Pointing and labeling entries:
———
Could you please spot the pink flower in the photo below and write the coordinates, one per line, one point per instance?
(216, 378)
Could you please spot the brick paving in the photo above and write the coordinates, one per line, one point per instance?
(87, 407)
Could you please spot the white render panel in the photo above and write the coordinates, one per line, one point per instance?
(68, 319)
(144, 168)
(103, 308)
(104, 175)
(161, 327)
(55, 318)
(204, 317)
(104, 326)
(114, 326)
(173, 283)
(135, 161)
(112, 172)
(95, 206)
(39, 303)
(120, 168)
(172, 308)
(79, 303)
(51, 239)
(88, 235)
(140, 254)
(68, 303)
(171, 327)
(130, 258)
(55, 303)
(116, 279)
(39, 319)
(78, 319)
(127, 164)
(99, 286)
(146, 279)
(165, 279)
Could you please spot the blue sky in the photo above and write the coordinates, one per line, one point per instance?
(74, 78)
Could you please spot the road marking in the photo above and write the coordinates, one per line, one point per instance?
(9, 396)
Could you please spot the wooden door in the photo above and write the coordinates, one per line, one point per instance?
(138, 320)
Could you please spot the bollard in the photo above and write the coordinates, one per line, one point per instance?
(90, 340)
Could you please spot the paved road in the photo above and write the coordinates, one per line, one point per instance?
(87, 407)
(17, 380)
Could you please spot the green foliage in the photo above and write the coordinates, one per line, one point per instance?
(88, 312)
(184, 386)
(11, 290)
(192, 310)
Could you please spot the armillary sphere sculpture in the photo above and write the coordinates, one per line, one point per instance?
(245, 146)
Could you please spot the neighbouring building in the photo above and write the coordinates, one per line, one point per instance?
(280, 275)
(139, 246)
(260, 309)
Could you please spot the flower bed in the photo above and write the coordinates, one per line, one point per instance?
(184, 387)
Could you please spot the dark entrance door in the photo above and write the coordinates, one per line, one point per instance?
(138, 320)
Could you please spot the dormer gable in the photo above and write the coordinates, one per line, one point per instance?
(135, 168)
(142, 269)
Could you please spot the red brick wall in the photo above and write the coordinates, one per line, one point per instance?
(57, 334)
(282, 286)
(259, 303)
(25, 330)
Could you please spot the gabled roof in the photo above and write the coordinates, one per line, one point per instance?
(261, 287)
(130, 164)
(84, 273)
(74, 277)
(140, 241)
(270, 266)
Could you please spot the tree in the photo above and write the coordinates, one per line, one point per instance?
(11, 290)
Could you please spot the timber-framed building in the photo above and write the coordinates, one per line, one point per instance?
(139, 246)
———
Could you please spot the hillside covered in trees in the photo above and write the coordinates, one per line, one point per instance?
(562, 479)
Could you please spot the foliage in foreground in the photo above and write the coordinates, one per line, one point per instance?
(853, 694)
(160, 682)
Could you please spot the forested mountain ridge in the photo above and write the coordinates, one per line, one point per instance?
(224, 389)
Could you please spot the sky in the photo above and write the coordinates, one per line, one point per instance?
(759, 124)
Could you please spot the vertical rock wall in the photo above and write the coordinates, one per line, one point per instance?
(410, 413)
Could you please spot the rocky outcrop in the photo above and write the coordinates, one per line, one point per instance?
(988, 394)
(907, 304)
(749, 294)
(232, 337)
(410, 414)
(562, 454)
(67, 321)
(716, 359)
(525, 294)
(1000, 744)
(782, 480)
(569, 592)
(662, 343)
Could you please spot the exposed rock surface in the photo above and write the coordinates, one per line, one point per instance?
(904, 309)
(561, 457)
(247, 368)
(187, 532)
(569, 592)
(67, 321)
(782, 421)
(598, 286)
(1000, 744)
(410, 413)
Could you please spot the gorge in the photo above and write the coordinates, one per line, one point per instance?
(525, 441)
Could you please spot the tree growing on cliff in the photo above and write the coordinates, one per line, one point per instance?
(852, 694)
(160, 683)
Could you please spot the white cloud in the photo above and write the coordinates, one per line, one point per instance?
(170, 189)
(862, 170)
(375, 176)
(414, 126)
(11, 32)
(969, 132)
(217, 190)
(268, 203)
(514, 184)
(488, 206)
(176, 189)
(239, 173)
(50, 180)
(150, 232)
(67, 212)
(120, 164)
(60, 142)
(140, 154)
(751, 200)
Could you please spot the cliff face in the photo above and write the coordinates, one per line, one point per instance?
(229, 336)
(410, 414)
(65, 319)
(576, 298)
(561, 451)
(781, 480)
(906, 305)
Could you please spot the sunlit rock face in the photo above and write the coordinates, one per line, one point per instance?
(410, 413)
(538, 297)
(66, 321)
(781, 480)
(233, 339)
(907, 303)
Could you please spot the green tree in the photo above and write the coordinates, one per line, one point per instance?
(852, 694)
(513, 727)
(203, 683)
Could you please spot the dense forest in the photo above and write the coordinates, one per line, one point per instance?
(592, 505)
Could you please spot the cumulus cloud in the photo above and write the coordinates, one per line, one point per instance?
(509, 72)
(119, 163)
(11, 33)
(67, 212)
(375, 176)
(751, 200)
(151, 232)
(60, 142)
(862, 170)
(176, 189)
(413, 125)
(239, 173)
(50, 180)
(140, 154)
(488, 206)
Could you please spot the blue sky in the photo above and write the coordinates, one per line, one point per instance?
———
## [AIM]
Return each line of the entries above that contains the word "green", where uppercase and lowercase letters must match.

## [RESPONSE BELOW]
Could you please spot the green foliage in the photo above and write the coordinates, one per line, one point per instance?
Could you please spot the green tree in the photo above and write the coordinates, one per line, one point per instance?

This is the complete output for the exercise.